## REQUIRED WORK:
Rewrite everything from the line containing "Indicate the woman reclining" down to the line containing "[939, 1054]", leaving each request unchanged. Shift every x and y coordinate in the answers up by 146.

(Items from a data source)
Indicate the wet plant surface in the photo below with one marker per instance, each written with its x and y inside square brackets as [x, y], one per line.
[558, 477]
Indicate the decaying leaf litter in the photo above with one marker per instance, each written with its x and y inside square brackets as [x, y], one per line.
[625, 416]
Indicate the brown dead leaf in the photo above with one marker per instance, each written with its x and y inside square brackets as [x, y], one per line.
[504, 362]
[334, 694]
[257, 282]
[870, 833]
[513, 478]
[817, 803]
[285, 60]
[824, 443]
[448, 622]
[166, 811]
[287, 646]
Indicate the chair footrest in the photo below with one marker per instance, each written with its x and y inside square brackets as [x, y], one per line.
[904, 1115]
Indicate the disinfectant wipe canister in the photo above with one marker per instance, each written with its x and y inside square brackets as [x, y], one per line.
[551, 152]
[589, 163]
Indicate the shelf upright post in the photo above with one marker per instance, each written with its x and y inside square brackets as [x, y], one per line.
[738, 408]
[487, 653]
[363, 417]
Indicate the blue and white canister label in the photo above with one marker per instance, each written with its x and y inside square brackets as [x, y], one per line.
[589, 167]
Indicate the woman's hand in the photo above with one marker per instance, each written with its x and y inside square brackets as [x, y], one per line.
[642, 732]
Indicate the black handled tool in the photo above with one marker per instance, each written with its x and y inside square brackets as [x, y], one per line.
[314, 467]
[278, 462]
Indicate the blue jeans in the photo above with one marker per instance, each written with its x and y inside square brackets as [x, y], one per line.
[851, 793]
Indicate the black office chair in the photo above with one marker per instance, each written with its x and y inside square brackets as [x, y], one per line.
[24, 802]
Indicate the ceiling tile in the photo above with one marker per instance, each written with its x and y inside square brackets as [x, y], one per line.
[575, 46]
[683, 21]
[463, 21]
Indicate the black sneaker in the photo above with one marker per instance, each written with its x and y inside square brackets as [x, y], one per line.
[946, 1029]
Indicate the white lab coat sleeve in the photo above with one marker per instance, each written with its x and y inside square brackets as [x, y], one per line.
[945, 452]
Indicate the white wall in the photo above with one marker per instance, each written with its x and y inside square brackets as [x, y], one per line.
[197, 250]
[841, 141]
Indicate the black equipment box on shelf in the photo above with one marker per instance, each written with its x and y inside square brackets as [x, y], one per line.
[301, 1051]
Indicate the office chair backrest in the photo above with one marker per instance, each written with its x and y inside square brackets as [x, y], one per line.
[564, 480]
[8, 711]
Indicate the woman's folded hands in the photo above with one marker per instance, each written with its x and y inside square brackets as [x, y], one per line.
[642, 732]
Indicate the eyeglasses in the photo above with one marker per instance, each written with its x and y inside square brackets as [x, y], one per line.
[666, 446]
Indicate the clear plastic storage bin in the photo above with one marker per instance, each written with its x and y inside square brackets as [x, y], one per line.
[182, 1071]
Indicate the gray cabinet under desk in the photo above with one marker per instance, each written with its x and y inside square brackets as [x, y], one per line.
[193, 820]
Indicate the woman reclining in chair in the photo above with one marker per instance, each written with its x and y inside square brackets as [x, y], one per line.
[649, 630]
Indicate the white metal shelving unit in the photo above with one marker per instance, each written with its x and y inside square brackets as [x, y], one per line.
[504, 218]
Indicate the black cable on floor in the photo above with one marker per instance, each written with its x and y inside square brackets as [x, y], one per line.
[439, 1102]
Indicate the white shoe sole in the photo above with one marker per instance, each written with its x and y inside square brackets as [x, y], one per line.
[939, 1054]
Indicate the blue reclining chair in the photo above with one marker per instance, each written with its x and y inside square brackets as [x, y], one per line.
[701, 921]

## WRITTEN ANSWER:
Indicate the woman reclining in chair in the photo above with one marker per instance, each written with its x and y inside square brackets as [x, y], one per line.
[795, 776]
Indicate the white metal shelving unit in the photo above with one marker per instance, each written with its x and y inside square brackets as [x, y], one per line.
[650, 364]
Indicate the black cable on floor in the photo above with one marker per instance, each written with its x and y inside square brackets as [x, y], one per line.
[585, 1248]
Indicate the white shoe sole in the photo above with one marker per instance, each written with its x and y inside square brackets as [x, y], one per line.
[1085, 1200]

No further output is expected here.